Work request
Leaving out any pictures, transcribe every record exactly.

Material supplied Start Marker

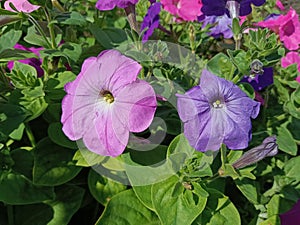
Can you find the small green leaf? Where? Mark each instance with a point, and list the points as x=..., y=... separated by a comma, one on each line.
x=125, y=208
x=182, y=206
x=53, y=164
x=103, y=189
x=16, y=189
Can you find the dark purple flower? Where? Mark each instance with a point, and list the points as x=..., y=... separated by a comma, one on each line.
x=221, y=27
x=218, y=7
x=110, y=4
x=215, y=112
x=35, y=62
x=291, y=217
x=260, y=81
x=151, y=20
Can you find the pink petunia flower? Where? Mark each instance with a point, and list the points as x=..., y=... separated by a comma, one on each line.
x=188, y=10
x=291, y=58
x=288, y=28
x=105, y=102
x=21, y=6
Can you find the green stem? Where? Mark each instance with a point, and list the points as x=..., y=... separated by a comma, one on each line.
x=223, y=155
x=51, y=29
x=40, y=30
x=10, y=214
x=30, y=135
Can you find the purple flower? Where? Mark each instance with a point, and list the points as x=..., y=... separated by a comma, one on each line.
x=110, y=4
x=291, y=217
x=221, y=27
x=260, y=81
x=105, y=102
x=36, y=63
x=218, y=7
x=215, y=112
x=151, y=20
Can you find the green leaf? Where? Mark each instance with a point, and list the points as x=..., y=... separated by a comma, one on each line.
x=37, y=214
x=65, y=205
x=102, y=188
x=9, y=39
x=221, y=66
x=176, y=205
x=53, y=164
x=16, y=189
x=15, y=54
x=292, y=168
x=73, y=18
x=11, y=118
x=285, y=141
x=250, y=189
x=219, y=210
x=125, y=208
x=108, y=37
x=58, y=137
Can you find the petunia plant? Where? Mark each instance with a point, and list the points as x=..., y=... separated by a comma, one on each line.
x=130, y=112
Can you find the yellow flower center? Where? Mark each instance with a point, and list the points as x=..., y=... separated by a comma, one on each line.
x=107, y=96
x=217, y=104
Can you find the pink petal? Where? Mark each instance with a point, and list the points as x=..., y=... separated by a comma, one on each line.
x=106, y=135
x=135, y=106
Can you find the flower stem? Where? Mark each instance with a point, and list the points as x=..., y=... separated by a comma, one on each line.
x=40, y=30
x=10, y=214
x=30, y=135
x=51, y=29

Material supplied End Marker

Answer to the exercise
Can you find the small green leaf? Where? Mark each instance with a point, and list the points as x=..., y=... separated by a comma, one on each line.
x=125, y=208
x=182, y=206
x=53, y=164
x=103, y=189
x=16, y=189
Can you find the dark purple flower? Where? Mark each instance with a point, and list the points as x=..., y=... separated by a comma, one on each line.
x=221, y=27
x=218, y=7
x=110, y=4
x=215, y=112
x=35, y=62
x=291, y=217
x=260, y=81
x=151, y=20
Can you find the pink petunia flower? Where? Mark each instance with a point, and list the points as x=..., y=... separated by a comma, one on each line.
x=188, y=10
x=291, y=58
x=288, y=28
x=105, y=102
x=21, y=6
Can you find the green stem? Where? Mark each instance with a point, and list the points as x=..., y=... separated by a comma, one on each line.
x=223, y=155
x=51, y=29
x=40, y=30
x=10, y=214
x=30, y=135
Can you find the purple flower? Where? Mark each instance with a point, and list the points as x=..., y=... separated by a comma, one on each line.
x=110, y=4
x=291, y=217
x=221, y=27
x=260, y=81
x=105, y=102
x=36, y=63
x=218, y=7
x=215, y=112
x=151, y=20
Can you find the green leaf? Where? Mark each instance with a point, and list the points as x=..., y=... separated by a comma, one on each line.
x=37, y=214
x=65, y=205
x=102, y=188
x=9, y=39
x=221, y=66
x=176, y=205
x=53, y=164
x=16, y=189
x=15, y=54
x=292, y=168
x=73, y=18
x=11, y=118
x=285, y=141
x=250, y=189
x=219, y=210
x=125, y=208
x=108, y=37
x=58, y=137
Can you find the petunia plant? Where? Mark each instance with a point, and list the points as x=..., y=... separated by a comma, one on each line.
x=130, y=112
Can you find the yellow flower center? Where? Mark each instance with a point, and list the points as x=..., y=... separated by a comma, one on each line.
x=107, y=96
x=217, y=104
Can you find the pink petal? Where? Mark each instance with a point, and list the points as x=..., y=... separated by a comma, one on each line.
x=106, y=135
x=135, y=106
Can you find the flower stem? Where? Mark each instance with a point, and list the points as x=..., y=... separated by a comma, one on each line.
x=40, y=30
x=10, y=214
x=30, y=135
x=51, y=29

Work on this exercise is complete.